Statistical Analysis

For RCM melanocyte number visualized per unit area quantification, a two-tailed student’s t-test was used to determine significance between clinical responders (mean = 4.8, standard deviation = 2.58) and clinical nonresponders (mean = 0, standard deviation = 0).

All statistical comparisons of β variability were made within the framework of a linear mixed effects model generated in SAS JMP Pro 14. Variables such as a patient’s responsiveness to treatment, imaging location (lesional or non-lesional), and visit number were modeled as fixed effects. Variables such as patient number and the z-stack number were modeled as random effects. Pairwise comparisons of lesional and non-lesional skin for responsive and unresponsive patients at particular visits were made using post hoc Tukey honest significant difference tests with the significance level set to α = 0.05.

# # #

### PROBLEMS TO WORK ON
A. In the statistical analysis text, what software generated the linear mixed effects model?
B. Restate the statistical analysis text starting with "For RCM melanocyte" and going on through "to α = 0.05.", changing "two-tailed" to "one-tailed".

# # #

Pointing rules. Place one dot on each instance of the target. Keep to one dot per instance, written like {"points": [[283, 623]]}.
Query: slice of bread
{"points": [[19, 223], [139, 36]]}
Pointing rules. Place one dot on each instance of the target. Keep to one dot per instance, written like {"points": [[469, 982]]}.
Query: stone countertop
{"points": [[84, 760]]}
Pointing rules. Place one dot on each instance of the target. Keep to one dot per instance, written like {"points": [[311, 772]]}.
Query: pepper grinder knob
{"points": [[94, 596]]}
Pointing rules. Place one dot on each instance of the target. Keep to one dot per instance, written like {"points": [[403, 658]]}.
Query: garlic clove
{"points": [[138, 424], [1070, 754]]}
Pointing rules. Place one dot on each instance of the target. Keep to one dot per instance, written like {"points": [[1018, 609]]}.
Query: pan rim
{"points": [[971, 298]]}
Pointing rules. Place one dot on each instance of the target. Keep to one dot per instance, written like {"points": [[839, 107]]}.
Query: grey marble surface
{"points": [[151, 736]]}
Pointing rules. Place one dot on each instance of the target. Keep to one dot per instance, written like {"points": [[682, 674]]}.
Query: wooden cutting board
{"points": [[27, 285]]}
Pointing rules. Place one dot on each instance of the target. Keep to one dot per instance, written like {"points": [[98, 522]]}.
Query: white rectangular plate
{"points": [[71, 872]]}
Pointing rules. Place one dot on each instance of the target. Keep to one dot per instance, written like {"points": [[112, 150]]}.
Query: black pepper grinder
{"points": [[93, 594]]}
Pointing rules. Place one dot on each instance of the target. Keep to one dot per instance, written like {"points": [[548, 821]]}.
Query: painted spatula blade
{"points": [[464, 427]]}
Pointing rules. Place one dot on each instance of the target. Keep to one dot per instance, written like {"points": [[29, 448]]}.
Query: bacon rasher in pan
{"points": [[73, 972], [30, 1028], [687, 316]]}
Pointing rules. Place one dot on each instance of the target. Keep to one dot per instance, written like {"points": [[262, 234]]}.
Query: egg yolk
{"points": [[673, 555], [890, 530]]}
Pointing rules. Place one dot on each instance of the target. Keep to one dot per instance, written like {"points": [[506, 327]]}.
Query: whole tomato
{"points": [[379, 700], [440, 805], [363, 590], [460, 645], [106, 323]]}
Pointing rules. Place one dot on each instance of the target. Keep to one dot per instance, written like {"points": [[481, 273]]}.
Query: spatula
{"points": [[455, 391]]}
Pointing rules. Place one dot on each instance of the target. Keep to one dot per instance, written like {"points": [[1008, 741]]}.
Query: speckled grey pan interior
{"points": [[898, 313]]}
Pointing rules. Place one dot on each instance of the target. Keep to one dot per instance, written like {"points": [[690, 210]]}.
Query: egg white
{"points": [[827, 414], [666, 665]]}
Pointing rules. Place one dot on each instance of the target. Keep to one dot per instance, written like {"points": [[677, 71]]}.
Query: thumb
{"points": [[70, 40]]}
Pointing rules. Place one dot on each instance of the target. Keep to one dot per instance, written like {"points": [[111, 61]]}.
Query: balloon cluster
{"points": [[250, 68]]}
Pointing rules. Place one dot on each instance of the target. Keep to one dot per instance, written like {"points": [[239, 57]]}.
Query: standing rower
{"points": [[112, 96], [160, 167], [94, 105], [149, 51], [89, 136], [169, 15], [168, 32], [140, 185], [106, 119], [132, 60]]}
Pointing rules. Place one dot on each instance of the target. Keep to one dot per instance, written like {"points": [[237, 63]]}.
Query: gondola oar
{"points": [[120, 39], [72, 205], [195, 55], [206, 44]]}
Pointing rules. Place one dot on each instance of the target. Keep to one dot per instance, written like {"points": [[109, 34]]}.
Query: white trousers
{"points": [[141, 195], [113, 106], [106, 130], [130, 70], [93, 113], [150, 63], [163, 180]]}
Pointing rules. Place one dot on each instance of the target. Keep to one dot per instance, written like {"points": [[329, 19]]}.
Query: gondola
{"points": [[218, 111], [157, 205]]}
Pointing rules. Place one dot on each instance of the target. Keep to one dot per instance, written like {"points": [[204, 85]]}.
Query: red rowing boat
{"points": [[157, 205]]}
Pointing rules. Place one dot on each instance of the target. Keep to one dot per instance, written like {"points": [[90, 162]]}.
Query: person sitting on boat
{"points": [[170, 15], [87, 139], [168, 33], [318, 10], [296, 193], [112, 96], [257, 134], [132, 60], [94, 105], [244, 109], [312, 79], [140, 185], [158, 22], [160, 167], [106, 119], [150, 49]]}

# # #

### RESULTS IN ORDER
A. SAS JMP Pro 14

B.
For RCM melanocyte number visualized per unit area quantification, a one-tailed student’s t-test was used to determine significance between clinical responders (mean = 4.8, standard deviation = 2.58) and clinical nonresponders (mean = 0, standard deviation = 0).

All statistical comparisons of β variability were made within the framework of a linear mixed effects model generated in SAS JMP Pro 14. Variables such as a patient’s responsiveness to treatment, imaging location (lesional or non-lesional), and visit number were modeled as fixed effects. Variables such as patient number and the z-stack number were modeled as random effects. Pairwise comparisons of lesional and non-lesional skin for responsive and unresponsive patients at particular visits were made using post hoc Tukey honest significant difference tests with the significance level set to α = 0.05.